§ EXERCISE AIM:
Write the material out again in full, word for word. Do not include the pictures.

(Records from a data collection)
☆ ☆ ☆ ☆
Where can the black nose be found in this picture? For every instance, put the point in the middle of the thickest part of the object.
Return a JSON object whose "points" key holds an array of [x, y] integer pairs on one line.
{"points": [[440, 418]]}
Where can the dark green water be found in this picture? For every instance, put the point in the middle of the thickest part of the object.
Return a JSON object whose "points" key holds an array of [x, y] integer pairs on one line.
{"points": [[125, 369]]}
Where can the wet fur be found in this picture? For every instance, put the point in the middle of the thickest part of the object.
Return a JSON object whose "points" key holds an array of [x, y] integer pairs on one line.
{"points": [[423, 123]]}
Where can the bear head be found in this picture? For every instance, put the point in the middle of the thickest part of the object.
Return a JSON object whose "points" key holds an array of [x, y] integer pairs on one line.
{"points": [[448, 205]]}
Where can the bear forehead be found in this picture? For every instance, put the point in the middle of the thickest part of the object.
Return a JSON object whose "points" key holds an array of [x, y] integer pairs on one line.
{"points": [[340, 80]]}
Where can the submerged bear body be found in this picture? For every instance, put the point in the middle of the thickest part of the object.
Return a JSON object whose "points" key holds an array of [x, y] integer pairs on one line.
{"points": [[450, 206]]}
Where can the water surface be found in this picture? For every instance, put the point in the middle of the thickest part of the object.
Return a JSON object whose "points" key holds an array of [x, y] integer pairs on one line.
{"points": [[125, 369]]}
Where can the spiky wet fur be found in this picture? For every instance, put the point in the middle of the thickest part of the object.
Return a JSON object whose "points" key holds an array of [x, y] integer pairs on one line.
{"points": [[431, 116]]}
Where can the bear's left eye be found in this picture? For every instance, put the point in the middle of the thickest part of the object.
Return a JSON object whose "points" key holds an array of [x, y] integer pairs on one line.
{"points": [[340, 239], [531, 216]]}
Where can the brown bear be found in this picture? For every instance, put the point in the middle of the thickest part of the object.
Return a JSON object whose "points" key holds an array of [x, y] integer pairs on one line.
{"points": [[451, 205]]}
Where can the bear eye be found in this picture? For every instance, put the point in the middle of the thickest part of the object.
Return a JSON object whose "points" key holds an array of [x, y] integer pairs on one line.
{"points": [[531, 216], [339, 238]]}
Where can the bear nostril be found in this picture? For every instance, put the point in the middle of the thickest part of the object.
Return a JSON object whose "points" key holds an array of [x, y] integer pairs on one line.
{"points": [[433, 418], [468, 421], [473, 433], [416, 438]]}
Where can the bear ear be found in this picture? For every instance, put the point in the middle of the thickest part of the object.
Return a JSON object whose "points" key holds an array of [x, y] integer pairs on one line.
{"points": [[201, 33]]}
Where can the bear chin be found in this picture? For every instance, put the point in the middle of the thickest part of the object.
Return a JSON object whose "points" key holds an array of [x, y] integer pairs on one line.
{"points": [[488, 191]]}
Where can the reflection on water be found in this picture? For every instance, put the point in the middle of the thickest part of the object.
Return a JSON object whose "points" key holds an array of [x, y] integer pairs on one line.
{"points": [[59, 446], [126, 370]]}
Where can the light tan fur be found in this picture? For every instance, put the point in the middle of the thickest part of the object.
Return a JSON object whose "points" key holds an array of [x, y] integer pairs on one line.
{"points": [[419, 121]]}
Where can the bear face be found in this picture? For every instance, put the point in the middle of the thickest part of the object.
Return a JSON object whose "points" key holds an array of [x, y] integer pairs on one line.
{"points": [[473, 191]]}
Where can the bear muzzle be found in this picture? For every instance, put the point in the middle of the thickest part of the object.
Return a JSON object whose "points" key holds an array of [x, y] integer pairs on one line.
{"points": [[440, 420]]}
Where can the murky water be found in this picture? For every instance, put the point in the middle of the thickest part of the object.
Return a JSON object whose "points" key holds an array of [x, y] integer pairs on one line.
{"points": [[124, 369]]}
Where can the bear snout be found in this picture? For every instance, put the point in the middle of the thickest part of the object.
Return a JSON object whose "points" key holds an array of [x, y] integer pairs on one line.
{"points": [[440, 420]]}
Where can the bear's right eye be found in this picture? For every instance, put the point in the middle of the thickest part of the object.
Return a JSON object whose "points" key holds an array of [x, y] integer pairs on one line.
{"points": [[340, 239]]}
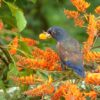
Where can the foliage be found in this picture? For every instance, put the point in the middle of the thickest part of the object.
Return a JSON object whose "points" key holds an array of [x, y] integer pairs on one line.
{"points": [[32, 70]]}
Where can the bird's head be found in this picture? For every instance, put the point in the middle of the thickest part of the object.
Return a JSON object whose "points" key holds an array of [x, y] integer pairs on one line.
{"points": [[56, 32]]}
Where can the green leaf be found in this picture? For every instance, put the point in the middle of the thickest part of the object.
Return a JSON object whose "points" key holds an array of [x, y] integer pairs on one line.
{"points": [[19, 16], [13, 71]]}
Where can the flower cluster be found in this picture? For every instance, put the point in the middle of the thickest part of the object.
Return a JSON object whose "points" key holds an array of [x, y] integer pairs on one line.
{"points": [[97, 10], [81, 5], [93, 78], [92, 27], [28, 80]]}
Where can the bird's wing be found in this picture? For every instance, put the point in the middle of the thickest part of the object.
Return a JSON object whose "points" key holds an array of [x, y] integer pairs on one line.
{"points": [[69, 50]]}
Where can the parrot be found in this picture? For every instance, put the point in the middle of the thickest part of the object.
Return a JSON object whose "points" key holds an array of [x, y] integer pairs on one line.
{"points": [[68, 50]]}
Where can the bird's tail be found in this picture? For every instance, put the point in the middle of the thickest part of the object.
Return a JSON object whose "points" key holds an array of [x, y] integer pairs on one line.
{"points": [[79, 69]]}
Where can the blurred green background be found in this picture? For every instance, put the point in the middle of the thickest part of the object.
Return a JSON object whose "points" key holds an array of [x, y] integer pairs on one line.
☆ ☆ ☆ ☆
§ EXERCISE RESULT:
Where can the black nose be found in this picture? For every instance, put the point in the middle of the thickest part of the object.
Return a JSON object whose "points" key holds an array of [x, y] integer pairs on one line.
{"points": [[440, 418]]}
Where can the dark green water be found in this picture? For every instance, put the point in the middle of the thickest part of the object.
Return a JSON object whose "points" key holds an array of [x, y] integer pairs on one line.
{"points": [[125, 369]]}
Where can the wet fur be found in this picture? For every instance, put the point in the middle of the thickest part of the object.
Return a JSON object whose "points" key holds an array of [x, y] integer pairs on one line.
{"points": [[423, 123]]}
Where can the bear head be found in this picture? For every instance, put the point in the middle of the thickest part of the object.
Return a JSON object whose "points" key holds an array of [x, y] integer pairs on one line.
{"points": [[448, 205]]}
Where can the bear forehead be found in this picture? For every instance, put the point in the middle of the thickest part of the object.
Return a JSON object whose "points" key holds an array of [x, y] integer pairs on one line.
{"points": [[340, 80]]}
Where can the submerged bear body be found in this picture? For every instance, put the point in the middle of the thickest part of the object.
Return a JSON object whose "points" key holds an array of [x, y] integer pairs on one line.
{"points": [[450, 206]]}
Where can the water surface be found in this picture? For every instance, put the point in the middle of the thickest part of the object.
Return a JSON object whose "points" key holds an array of [x, y] integer pairs on one line.
{"points": [[125, 369]]}
Where can the spiky wet fur be found in this picture? For every instance, put the point in the middle of the thickest part of the object.
Return a JSON object whose "points" key holds an array of [x, y] integer pairs on one line.
{"points": [[431, 116]]}
Where can the bear's left eye be found in this picture? For every instance, put the point in the middle of the thickest part of the object.
Return a JSON object whose "points" key holds an array of [x, y] integer pairs on one line.
{"points": [[340, 239], [531, 216]]}
Where can the brown bear be found in this picture? For every instance, put the point in the middle of the thickest part of the object.
Return a JSON object whose "points" key holds an array of [x, y] integer pairs on one line.
{"points": [[451, 205]]}
Where can the bear eye be found in this picture? For every instance, put the point in the middle of the thickest part of the object.
Return a JSON object whose "points" key holds an array of [x, y] integer pairs on one line.
{"points": [[531, 216], [339, 238]]}
Where can the bear nostril be found in this picture? For every instance, put the point in the middle of the thickest part of the object.
Return a JSON object whose "points" key holds an array of [x, y] integer pairs on one line.
{"points": [[433, 418], [468, 421], [473, 433], [416, 438]]}
Where can the bear ear be found in this picture? For every instance, put the point in the middle of the thickest part of the object.
Return a JSON object whose "points" key holds an array of [x, y] integer pairs on one line.
{"points": [[201, 33]]}
Where can the bear chin be found in this picture? For every instance, put the point in the middle of the thickest part of the object.
Return a JSON object whose "points" key holds an array of [x, y] integer pairs on one line.
{"points": [[488, 191]]}
Where can the reflection on water be found in this picture? For every instance, put the point in the middle of the thickest part of the object.
Return a JSON object whose "points" key holds an array of [x, y] integer pairs on one line.
{"points": [[59, 446], [126, 370]]}
Where can the light tan fur be found in this picture? For every instance, put the point in the middle of the thickest part of the object.
Return a JSON object whose "points" key holds an array of [x, y] integer pairs on one line.
{"points": [[419, 121]]}
Where can the bear face be found in this picture? For every instance, put the point in the middle of the thickest part of the object.
Return a JSON object whose "points" key holds an array of [x, y] integer pairs on one line.
{"points": [[473, 191]]}
Where can the bear muzzle be found in this picture? For every instance, put the point in the middle of the thickest part of the object.
Return a JSON object whose "points" key holds an array of [x, y] integer pairs on one line.
{"points": [[440, 420]]}
Where can the murky water be found in this picture? For every instance, put the point in the middle of the thickest part of the object.
Return a JSON object whose "points" key holds an array of [x, y] integer pairs on one line.
{"points": [[124, 369]]}
Where can the bear snout be found in this picture? For every instance, put the point in the middle of the thickest part of the object.
Return a JSON object whose "points" key holds an array of [x, y] integer pairs on one line.
{"points": [[440, 420]]}
Where can the bear's right eye be found in this picture? For every instance, put the point in the middle of the thickest part of the object.
Return a JSON object whose "points" key holds an array of [x, y] integer pairs on one line.
{"points": [[340, 239]]}
Where can the foliage be found in this picture? For every instance, put the point in the middle of the thickest part of the object.
Return a JSON object whose "points" key holds an array of [x, y] integer pairs on one line.
{"points": [[32, 70]]}
Where can the bird's head be found in this picture? For every instance, put the point in the middle of the thickest part of the object.
Return a JSON object whose "points" key holds an array of [x, y] integer pairs on one line.
{"points": [[56, 32]]}
Where can the green leaf be found in this picture? For every instance, put the point in the middle of the thickest part of the object.
Return a JSON object whose "points" key holds an array of [x, y] integer pairs on one line.
{"points": [[19, 16], [13, 71]]}
Where can the flower cluster be found in this picture? For every instance, put the point in the middle of the thickest part of the object.
Return a JSON object whose "points" key holds an array of [x, y] integer pairs on one line.
{"points": [[97, 10], [81, 5], [93, 78], [92, 27], [28, 80]]}
Where can the bird's wing be found in this picture? For every instance, put the point in the middle of the thickest part of the object.
Return a JSON object whose "points" key holds an array of [x, y] integer pairs on one line.
{"points": [[69, 50]]}
Where can the parrot be found in this picture? For every instance, put the point in the middle of the thickest part of the object.
Return a JSON object whose "points" key holds an array of [x, y] integer pairs on one line.
{"points": [[68, 50]]}
Where can the bird's tail be found in this picture? For every instance, put the point in the middle of the thickest part of the object.
Return a JSON object whose "points" key holds an array of [x, y] integer pairs on one line.
{"points": [[79, 69]]}
Where can the blurred green background be found in this picture? For every instance, put the point in the middle of the thickest part of the object.
Return a JSON object whose "points" key holds an array of [x, y] integer pairs on one line.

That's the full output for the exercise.